- The problem -
Reproduce the blog post below in full, word for word and line for line.

- Excerpted text -
########

Mavis's Shoe

Author of two novels and a creative memoir.

Sunday 25 September 2011

Lenny's Recipe


I’m receiving blogs from exotic places, most recently from the Scottish PEN conference in Belgrade. Of course a place is only exotic before it has attained the contempt that comes with familiarity. And then familiar places, once unvisited for a certain period of time, offer us the comfort of the same familiarity when we return to them, and perhaps if we’re lucky a renewed spark of exoticism.

This comes to you from Glenuig in Moidart. Moidart seems exotic to me again, perhaps because of the mist, and comforting because I am visiting an old friend for her BIG BIRTHDAY (mentioning no numbers) in a place I haven’t visited for some time. So for a short period I can enjoy both feelings at once. My eyes are instantly rested, no longer gazing at the horizontals and verticals of Glasgow City but at the rocks and mountains and all the trees, greenery and early autumn singhed-ness of open, late-September northern countryside. The only straight line is the horizon and, due to the weather, even that’s a bit fuzzy.

########

- Entries shown -
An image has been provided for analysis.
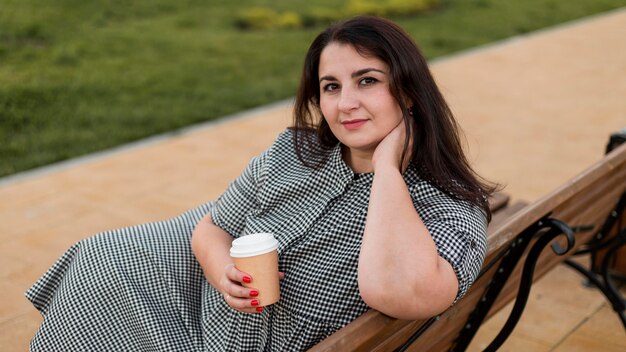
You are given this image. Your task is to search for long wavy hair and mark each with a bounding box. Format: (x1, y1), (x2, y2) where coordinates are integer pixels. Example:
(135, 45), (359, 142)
(292, 16), (497, 219)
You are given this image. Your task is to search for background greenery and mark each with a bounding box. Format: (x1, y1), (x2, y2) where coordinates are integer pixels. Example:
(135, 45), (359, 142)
(0, 0), (626, 176)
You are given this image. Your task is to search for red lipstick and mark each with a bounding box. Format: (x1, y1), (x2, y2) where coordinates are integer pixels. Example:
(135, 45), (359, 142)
(341, 119), (367, 130)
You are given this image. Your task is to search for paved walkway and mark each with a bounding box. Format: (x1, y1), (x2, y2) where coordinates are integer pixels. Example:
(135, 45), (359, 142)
(0, 9), (626, 351)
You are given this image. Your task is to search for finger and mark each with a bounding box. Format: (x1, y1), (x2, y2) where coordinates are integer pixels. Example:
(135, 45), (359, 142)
(224, 295), (263, 313)
(226, 264), (252, 284)
(224, 281), (251, 298)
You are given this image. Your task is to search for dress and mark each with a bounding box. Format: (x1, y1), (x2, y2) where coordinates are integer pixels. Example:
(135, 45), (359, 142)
(26, 130), (487, 351)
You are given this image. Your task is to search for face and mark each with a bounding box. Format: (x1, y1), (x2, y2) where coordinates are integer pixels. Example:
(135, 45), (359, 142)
(319, 43), (402, 163)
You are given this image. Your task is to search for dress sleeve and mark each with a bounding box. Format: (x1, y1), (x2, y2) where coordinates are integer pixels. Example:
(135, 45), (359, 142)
(411, 182), (487, 302)
(210, 150), (270, 238)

########

- Worked answer -
Mavis's Shoe

Author of two novels and a creative memoir.

Sunday 25 September 2011

Lenny's Recipe


I’m receiving blogs from exotic places, most recently from the Scottish PEN conference in Belgrade. Of course a place is only exotic before it has attained the contempt that comes with familiarity. And then familiar places, once unvisited for a certain period of time, offer us the comfort of the same familiarity when we return to them, and perhaps if we’re lucky a renewed spark of exoticism.

This comes to you from Glenuig in Moidart. Moidart seems exotic to me again, perhaps because of the mist, and comforting because I am visiting an old friend for her BIG BIRTHDAY (mentioning no numbers) in a place I haven’t visited for some time. So for a short period I can enjoy both feelings at once. My eyes are instantly rested, no longer gazing at the horizontals and verticals of Glasgow City but at the rocks and mountains and all the trees, greenery and early autumn singhed-ness of open, late-September northern countryside. The only straight line is the horizon and, due to the weather, even that’s a bit fuzzy.